DATA PROVIDED:
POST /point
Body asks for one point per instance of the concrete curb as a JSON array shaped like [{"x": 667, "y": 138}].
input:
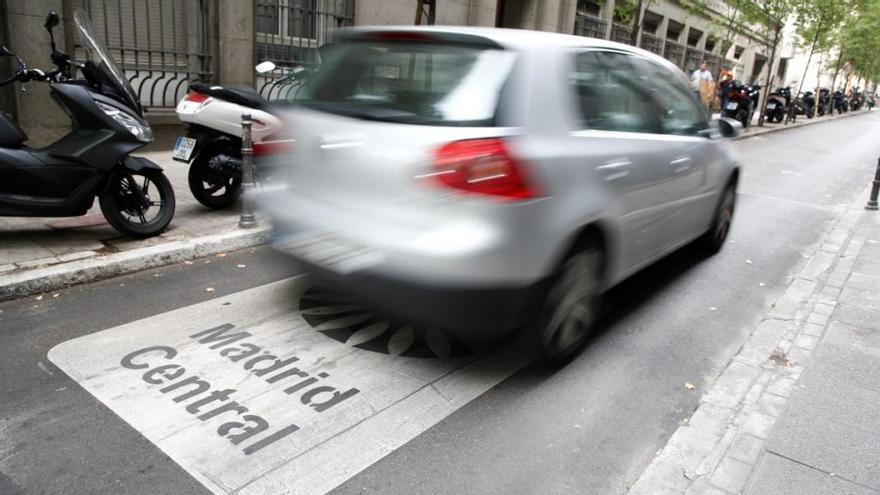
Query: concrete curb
[
  {"x": 55, "y": 277},
  {"x": 719, "y": 446},
  {"x": 796, "y": 125}
]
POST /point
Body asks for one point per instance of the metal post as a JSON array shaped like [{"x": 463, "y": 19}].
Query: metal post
[
  {"x": 875, "y": 189},
  {"x": 247, "y": 220}
]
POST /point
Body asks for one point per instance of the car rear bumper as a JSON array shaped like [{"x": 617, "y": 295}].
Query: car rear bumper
[{"x": 474, "y": 314}]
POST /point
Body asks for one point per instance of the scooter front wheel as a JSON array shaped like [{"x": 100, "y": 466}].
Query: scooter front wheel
[
  {"x": 139, "y": 203},
  {"x": 211, "y": 189}
]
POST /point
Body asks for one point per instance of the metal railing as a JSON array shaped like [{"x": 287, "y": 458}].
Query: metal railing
[
  {"x": 651, "y": 43},
  {"x": 593, "y": 27},
  {"x": 289, "y": 32},
  {"x": 621, "y": 34},
  {"x": 162, "y": 45},
  {"x": 674, "y": 52}
]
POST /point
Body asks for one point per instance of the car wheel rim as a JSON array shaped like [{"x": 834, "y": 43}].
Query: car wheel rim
[
  {"x": 725, "y": 215},
  {"x": 574, "y": 296}
]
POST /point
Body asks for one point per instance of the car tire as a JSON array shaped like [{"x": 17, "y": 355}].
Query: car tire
[
  {"x": 714, "y": 238},
  {"x": 571, "y": 304}
]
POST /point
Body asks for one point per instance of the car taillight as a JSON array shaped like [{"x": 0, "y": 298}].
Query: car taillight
[
  {"x": 272, "y": 146},
  {"x": 482, "y": 166}
]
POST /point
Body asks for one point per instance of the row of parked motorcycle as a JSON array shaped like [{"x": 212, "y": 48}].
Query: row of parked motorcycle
[{"x": 743, "y": 100}]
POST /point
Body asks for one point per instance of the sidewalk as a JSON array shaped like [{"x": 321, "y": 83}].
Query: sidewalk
[
  {"x": 796, "y": 411},
  {"x": 43, "y": 254}
]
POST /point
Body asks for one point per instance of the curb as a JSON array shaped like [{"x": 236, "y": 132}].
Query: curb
[
  {"x": 718, "y": 447},
  {"x": 807, "y": 122},
  {"x": 55, "y": 277}
]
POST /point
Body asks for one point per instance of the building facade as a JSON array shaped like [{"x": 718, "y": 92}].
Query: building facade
[{"x": 165, "y": 44}]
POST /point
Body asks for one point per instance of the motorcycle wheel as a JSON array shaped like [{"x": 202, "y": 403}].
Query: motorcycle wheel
[
  {"x": 210, "y": 188},
  {"x": 138, "y": 203},
  {"x": 743, "y": 118}
]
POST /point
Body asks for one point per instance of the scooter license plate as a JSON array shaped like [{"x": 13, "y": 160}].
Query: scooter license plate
[{"x": 183, "y": 148}]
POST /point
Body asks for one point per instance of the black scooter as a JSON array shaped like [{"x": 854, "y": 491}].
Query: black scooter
[{"x": 93, "y": 161}]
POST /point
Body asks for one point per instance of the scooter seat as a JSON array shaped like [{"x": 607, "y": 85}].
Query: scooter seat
[
  {"x": 11, "y": 135},
  {"x": 241, "y": 96}
]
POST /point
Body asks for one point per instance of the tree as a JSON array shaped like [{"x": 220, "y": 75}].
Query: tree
[{"x": 818, "y": 21}]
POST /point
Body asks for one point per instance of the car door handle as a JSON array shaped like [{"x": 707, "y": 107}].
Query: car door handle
[
  {"x": 681, "y": 164},
  {"x": 615, "y": 169}
]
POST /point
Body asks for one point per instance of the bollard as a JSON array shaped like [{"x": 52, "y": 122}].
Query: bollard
[
  {"x": 875, "y": 189},
  {"x": 247, "y": 220}
]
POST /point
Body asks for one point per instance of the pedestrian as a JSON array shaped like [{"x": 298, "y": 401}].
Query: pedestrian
[
  {"x": 702, "y": 84},
  {"x": 725, "y": 80}
]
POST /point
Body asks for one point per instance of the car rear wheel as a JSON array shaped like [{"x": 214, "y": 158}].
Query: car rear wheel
[
  {"x": 571, "y": 305},
  {"x": 714, "y": 238}
]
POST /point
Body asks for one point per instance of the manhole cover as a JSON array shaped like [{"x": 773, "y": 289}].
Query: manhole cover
[{"x": 345, "y": 320}]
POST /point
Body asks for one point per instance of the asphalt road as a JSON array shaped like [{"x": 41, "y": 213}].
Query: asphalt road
[{"x": 590, "y": 427}]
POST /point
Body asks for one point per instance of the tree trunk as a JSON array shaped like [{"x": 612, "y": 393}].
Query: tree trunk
[
  {"x": 804, "y": 77},
  {"x": 637, "y": 24},
  {"x": 769, "y": 79}
]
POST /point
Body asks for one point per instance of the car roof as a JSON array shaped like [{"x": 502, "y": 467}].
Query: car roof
[{"x": 518, "y": 39}]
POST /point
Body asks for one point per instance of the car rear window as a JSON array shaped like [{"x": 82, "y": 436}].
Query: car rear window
[{"x": 419, "y": 82}]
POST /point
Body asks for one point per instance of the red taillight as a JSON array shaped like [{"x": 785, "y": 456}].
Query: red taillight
[
  {"x": 482, "y": 166},
  {"x": 196, "y": 97},
  {"x": 273, "y": 147}
]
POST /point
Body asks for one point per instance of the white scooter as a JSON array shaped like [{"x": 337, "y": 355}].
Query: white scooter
[{"x": 212, "y": 145}]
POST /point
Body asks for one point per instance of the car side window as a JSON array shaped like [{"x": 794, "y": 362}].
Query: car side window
[
  {"x": 609, "y": 96},
  {"x": 680, "y": 113}
]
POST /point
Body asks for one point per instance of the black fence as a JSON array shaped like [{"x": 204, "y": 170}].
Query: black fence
[
  {"x": 289, "y": 32},
  {"x": 162, "y": 45},
  {"x": 593, "y": 27}
]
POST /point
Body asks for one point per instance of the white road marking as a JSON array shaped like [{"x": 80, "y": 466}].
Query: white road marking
[{"x": 250, "y": 399}]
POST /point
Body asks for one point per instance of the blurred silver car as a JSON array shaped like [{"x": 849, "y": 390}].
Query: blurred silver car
[{"x": 485, "y": 180}]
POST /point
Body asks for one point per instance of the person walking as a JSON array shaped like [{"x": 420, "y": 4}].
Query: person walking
[
  {"x": 702, "y": 84},
  {"x": 725, "y": 80}
]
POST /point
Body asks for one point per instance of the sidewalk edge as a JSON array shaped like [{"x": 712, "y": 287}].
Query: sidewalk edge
[{"x": 55, "y": 277}]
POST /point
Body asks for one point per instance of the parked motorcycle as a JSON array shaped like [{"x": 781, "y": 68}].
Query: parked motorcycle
[
  {"x": 93, "y": 160},
  {"x": 805, "y": 104},
  {"x": 855, "y": 99},
  {"x": 824, "y": 101},
  {"x": 212, "y": 145},
  {"x": 841, "y": 102},
  {"x": 742, "y": 100},
  {"x": 778, "y": 104}
]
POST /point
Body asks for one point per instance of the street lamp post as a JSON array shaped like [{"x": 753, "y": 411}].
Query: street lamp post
[{"x": 247, "y": 220}]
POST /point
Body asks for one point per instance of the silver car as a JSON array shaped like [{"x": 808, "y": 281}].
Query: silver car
[{"x": 485, "y": 180}]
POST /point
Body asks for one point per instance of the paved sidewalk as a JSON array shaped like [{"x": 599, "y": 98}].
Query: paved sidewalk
[
  {"x": 42, "y": 254},
  {"x": 796, "y": 410},
  {"x": 39, "y": 254}
]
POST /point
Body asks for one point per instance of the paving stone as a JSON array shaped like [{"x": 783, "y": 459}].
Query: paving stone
[
  {"x": 813, "y": 330},
  {"x": 733, "y": 384},
  {"x": 759, "y": 424},
  {"x": 746, "y": 448},
  {"x": 779, "y": 476},
  {"x": 781, "y": 386},
  {"x": 806, "y": 342},
  {"x": 731, "y": 475},
  {"x": 76, "y": 256},
  {"x": 51, "y": 260},
  {"x": 831, "y": 422},
  {"x": 771, "y": 404},
  {"x": 817, "y": 318},
  {"x": 862, "y": 297},
  {"x": 823, "y": 309}
]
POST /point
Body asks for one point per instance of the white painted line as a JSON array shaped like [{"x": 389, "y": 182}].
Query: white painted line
[{"x": 249, "y": 398}]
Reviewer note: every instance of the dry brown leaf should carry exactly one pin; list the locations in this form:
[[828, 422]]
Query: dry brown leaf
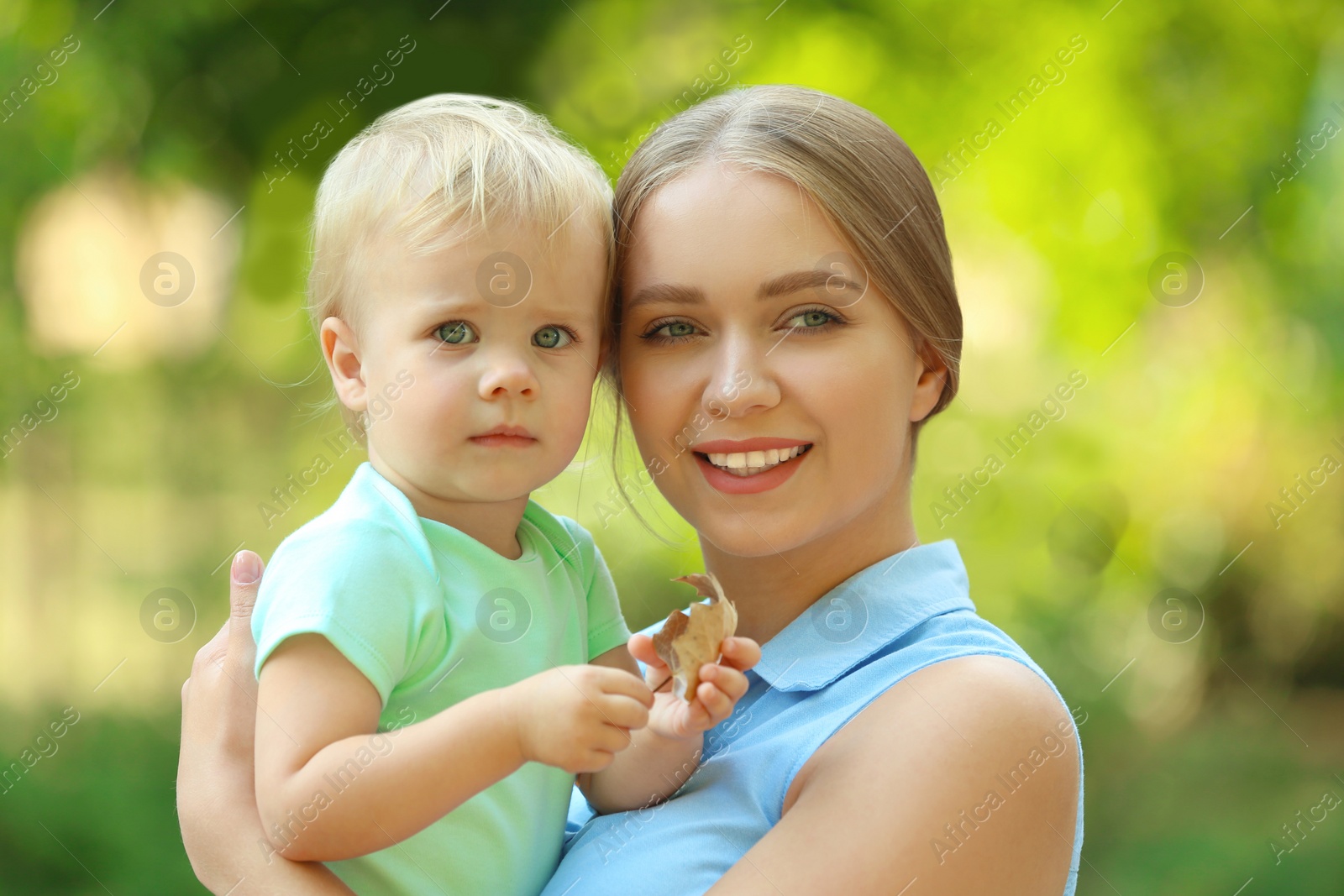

ACTIVITY:
Filter the listing for the word "brown" and copy each line that has it.

ANSWER AREA:
Reviewer note: every instance of the dry brown leaf should carry exactly one pin; list the locations in this form:
Query: dry brown leaf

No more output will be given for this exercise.